Supplied text:
John Carroll (1892-1959)
Lilith I, by 1926
John Carroll (1892-1959)
Lilith II, 1926
Woodstock Artists Association and Museum
Lilith I and Lilith II are among Carroll’s most disturbing paintings of women. Lilith 1 was cut out of its frame at the 1926 Sesqui-Centennial International Exhibition in Philadelphia. Reportedly, the man was literally driven to possess the woman pictured in the canvas. Carroll created the second version as a replacement for the stolen canvas. Lilith is now even more sinister and sexually alluring. Her eyes are white, her hair is transparent, and her nude figure is visible under the see-through coverlet covering most of the lower half of her body. The subject of the femme fatale as the archetype of dangerous womanhood was a popular subject at the turn of the 19th century, when it was explored by many artists including Edvard Munch, Gustav Klimt, Franz von Stuck and Gustave Moreau. According to ancient Judaic myth, Lilith is a powerful, threatening, sexual woman who resists domination by men. She is often pictured as an evil temptress with long, flowing hair.
John Carroll (1892-1959)
Gloria Vanderbilt, c. 1949
John Carroll (1892-1959)
Gloria Vanderbilt, after 1949
Carroll was also very active as a portrait painter. In around 1949 he painted two portraits of Gloria Vanderbilt, both of which turn up in later photographs of the famous fashion designer, heiress and socialite. During the 1940s, Carroll’s rendering of the figure became crisper, and he began to apply lipstick and powder to the faces of his models.

Instructions:
#1 Set down the portion of the text on John Carroll's paintings, everything from "Gloria Vanderbilt, c." down to "of his models.".
#2 According to the text on John Carroll's paintings, what did Carroll begin to apply to the faces of his models during the 1940s?
The material that comes next is not needed for this work.

(Source records)
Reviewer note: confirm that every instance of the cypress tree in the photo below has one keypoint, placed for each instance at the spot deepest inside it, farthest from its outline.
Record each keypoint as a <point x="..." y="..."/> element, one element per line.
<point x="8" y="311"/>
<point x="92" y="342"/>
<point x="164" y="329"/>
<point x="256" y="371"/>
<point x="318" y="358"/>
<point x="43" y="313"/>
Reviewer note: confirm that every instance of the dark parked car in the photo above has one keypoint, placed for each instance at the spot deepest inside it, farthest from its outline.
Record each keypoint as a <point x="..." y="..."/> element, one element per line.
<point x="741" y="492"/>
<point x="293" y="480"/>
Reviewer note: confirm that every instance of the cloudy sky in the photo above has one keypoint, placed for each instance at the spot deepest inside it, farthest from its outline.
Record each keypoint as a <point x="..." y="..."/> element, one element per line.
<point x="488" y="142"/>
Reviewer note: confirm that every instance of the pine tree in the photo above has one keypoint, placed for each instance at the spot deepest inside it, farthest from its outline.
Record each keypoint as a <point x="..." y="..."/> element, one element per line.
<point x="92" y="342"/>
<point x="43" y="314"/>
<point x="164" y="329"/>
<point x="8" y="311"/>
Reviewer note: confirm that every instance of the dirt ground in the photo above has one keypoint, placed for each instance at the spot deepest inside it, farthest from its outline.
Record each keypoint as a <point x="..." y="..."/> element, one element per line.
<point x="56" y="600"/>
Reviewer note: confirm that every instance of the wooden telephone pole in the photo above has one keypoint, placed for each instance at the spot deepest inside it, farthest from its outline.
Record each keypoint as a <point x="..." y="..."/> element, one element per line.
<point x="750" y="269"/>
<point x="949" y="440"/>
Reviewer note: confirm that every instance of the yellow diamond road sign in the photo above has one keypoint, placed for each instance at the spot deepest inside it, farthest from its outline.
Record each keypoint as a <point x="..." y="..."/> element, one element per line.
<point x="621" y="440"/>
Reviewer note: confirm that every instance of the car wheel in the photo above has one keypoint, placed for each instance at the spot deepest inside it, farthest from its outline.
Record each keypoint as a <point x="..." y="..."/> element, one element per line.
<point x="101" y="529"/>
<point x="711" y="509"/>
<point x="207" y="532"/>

Answers provided:
#1
Gloria Vanderbilt, c. 1949
John Carroll (1892-1959)
Gloria Vanderbilt, after 1949
Carroll was also very active as a portrait painter. In around 1949 he painted two portraits of Gloria Vanderbilt, both of which turn up in later photographs of the famous fashion designer, heiress and socialite. During the 1940s, Carroll’s rendering of the figure became crisper, and he began to apply lipstick and powder to the faces of his models.

#2 Lipstick and powder.